TEKS LATIHAN:
Sejak awal masa jabatannya, Trump mengambil pendekatan yang tegas terhadap isu imigrasi. Salah satu kebijakan paling kontroversial adalah larangan perjalanan bagi warga dari beberapa negara mayoritas Muslim, yang sering disebut sebagai “Muslim Ban”. Kebijakan ini memicu kecaman luas, termasuk dari lembaga HAM internasional, dan memicu aksi protes di bandara-bandara besar seperti JFK (New York) dan LAX (Los Angeles).

Di bidang perbatasan, Trump juga menekankan pembangunan tembok di sepanjang perbatasan selatan dengan Meksiko untuk menghentikan imigrasi ilegal. Kebijakan “zero tolerance” yang diterapkan pemerintahannya menyebabkan ribuan anak imigran dipisahkan dari orang tua mereka—pemicu gelombang protes dan kritik pedas, bahkan dari sebagian anggota Partai Republik sendiri.

Tak hanya dalam isu imigrasi, kebijakan lingkungan Trump juga menuai kecaman. Penarikan Amerika Serikat dari Perjanjian Iklim Paris pada 2017 menjadi simbol lemahnya komitmen pemerintahannya terhadap perubahan iklim. Kota-kota besar seperti San Francisco, Seattle, dan New York menjadi pusat aksi protes dan deklarasi “perlawanan lokal” terhadap kebijakan iklim federal.

Ketegangan Rasial dan Gerakan Black Lives Matter

Namun, salah satu titik balik paling eksplosif dalam masa pemerintahan Trump adalah saat gelombang protes besar-besaran muncul sebagai respons terhadap ketidakadilan rasial. Pembunuhan George Floyd oleh polisi di Minneapolis pada Mei 2020 menyulut kemarahan nasional. Video kejadian tersebut viral dan memicu demonstrasi di hampir seluruh negara bagian, dari Portland hingga Miami.

Respon Trump terhadap protes tersebut dianggap tidak sensitif dan represif. Ia menyebut para demonstran sebagai “penjahat” dan mengancam akan mengerahkan militer untuk membubarkan aksi unjuk rasa. Pernyataan dan tindakan ini justru memperdalam luka sosial, memicu bentrokan antara demonstran dan aparat keamanan, serta memperluas cakupan protes ke isu yang lebih luas seperti supremasi kulit putih, kekerasan polisi, dan ketidaksetaraan struktural.

Gerakan Black Lives Matter menjadi simbol perlawanan terhadap sistem yang dinilai menindas kelompok minoritas, dan Trump dilihat sebagai tokoh yang memperparah polarisasi tersebut. Retorika Trump yang kerap menyudutkan media, mengabaikan sains, dan memicu ketegangan rasial memperburuk citranya di kalangan progresif dan minoritas.

PETUNJUK PENGERJAAN:
A: Tampilkan bagian teks tentang kebijakan Trump dari "Namun, salah satu" sampai dengan "dan ketidaksetaraan struktural.", termasuk kedua bagian tersebut, tanpa perubahan apa pun.
B: Tentukan apakah setiap pernyataan berikut sesuai dengan teks tentang kebijakan Trump. Jawab ya atau tidak, lalu kutip kata-kata penentu dari teks tersebut tanpa mengubahnya. (i) Amerika Serikat menarik diri dari Perjanjian Iklim Paris pada 2017. (ii) Pembunuhan George Floyd oleh polisi terjadi di Portland. (iii) Larangan perjalanan memicu aksi protes di bandara JFK dan LAX.
C: Teruskan teks tentang kebijakan Trump, dimulai setelah kalimat terakhirnya.

ENTRI SET DATA:
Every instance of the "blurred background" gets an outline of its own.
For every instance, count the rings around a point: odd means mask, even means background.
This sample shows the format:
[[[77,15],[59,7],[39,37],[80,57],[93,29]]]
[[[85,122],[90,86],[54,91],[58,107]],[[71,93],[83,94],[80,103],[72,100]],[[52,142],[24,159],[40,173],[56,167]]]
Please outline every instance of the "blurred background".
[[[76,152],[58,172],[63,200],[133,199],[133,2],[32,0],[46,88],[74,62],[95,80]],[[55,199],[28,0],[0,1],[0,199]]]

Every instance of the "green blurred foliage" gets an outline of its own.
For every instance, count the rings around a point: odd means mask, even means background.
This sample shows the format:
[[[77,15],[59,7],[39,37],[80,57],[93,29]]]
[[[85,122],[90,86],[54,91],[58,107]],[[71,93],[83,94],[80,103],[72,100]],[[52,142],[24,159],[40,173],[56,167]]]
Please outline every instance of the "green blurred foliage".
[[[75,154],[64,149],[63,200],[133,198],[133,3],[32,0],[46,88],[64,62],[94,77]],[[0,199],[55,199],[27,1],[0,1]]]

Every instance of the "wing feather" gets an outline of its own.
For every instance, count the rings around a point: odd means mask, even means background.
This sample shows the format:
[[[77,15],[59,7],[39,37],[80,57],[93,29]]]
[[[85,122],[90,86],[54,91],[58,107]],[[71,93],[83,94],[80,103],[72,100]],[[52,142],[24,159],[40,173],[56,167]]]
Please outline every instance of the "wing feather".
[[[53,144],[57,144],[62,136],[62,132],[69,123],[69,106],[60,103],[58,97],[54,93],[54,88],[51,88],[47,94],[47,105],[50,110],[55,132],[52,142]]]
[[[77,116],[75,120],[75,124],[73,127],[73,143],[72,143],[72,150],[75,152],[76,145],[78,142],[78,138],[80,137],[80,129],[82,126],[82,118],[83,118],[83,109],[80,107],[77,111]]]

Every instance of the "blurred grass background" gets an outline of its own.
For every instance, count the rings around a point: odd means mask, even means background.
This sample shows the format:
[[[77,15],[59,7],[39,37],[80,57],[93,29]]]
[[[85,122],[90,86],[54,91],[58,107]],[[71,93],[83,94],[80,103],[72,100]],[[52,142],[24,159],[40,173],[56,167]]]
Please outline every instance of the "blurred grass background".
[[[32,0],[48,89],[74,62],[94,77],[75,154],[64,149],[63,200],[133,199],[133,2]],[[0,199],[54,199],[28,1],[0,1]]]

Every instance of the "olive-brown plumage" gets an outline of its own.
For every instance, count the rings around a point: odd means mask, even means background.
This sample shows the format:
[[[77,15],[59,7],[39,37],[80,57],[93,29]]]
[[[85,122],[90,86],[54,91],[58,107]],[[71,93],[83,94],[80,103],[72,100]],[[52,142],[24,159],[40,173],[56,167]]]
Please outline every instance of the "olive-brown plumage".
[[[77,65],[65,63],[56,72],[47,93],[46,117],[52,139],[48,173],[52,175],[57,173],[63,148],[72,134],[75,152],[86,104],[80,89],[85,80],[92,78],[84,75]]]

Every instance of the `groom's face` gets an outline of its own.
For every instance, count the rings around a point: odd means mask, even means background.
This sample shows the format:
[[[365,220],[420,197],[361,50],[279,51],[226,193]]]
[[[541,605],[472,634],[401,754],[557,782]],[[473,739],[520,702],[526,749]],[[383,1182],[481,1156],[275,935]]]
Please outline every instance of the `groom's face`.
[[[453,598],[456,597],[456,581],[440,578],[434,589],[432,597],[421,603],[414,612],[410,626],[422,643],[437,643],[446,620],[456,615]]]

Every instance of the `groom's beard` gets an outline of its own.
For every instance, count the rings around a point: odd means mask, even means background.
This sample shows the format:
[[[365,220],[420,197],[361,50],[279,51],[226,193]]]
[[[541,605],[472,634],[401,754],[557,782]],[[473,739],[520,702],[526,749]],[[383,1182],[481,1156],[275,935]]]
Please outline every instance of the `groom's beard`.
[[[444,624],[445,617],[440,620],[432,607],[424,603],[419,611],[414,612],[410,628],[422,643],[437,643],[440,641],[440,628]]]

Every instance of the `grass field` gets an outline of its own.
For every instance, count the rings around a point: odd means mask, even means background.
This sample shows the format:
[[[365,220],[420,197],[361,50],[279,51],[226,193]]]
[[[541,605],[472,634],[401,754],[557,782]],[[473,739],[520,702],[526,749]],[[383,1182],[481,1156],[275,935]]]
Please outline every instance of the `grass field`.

KUMPULAN JAWABAN:
A:
Namun, salah satu titik balik paling eksplosif dalam masa pemerintahan Trump adalah saat gelombang protes besar-besaran muncul sebagai respons terhadap ketidakadilan rasial. Pembunuhan George Floyd oleh polisi di Minneapolis pada Mei 2020 menyulut kemarahan nasional. Video kejadian tersebut viral dan memicu demonstrasi di hampir seluruh negara bagian, dari Portland hingga Miami.

Respon Trump terhadap protes tersebut dianggap tidak sensitif dan represif. Ia menyebut para demonstran sebagai “penjahat” dan mengancam akan mengerahkan militer untuk membubarkan aksi unjuk rasa. Pernyataan dan tindakan ini justru memperdalam luka sosial, memicu bentrokan antara demonstran dan aparat keamanan, serta memperluas cakupan protes ke isu yang lebih luas seperti supremasi kulit putih, kekerasan polisi, dan ketidaksetaraan struktural.

B:
(i) Ya: "Penarikan Amerika Serikat dari Perjanjian Iklim Paris pada 2017"
(ii) Tidak: "Pembunuhan George Floyd oleh polisi di Minneapolis pada Mei 2020"
(iii) Ya: "memicu aksi protes di bandara-bandara besar seperti JFK (New York) dan LAX (Los Angeles)"

C:
Protes di Tingkat Negara Bagian

Dinamika protes yang meluas tidak hanya terbatas pada isu nasional, tetapi juga dipengaruhi oleh respons pemerintah negara bagian. Di negara bagian yang dikuasai Partai Demokrat seperti California, Illinois, dan Washington, gubernur-gubernur menolak kebijakan Trump secara terbuka dan memberikan ruang aman bagi aksi damai. Sebaliknya, di negara bagian yang lebih konservatif seperti Texas dan Florida, aparat keamanan sering kali merespons dengan tindakan keras.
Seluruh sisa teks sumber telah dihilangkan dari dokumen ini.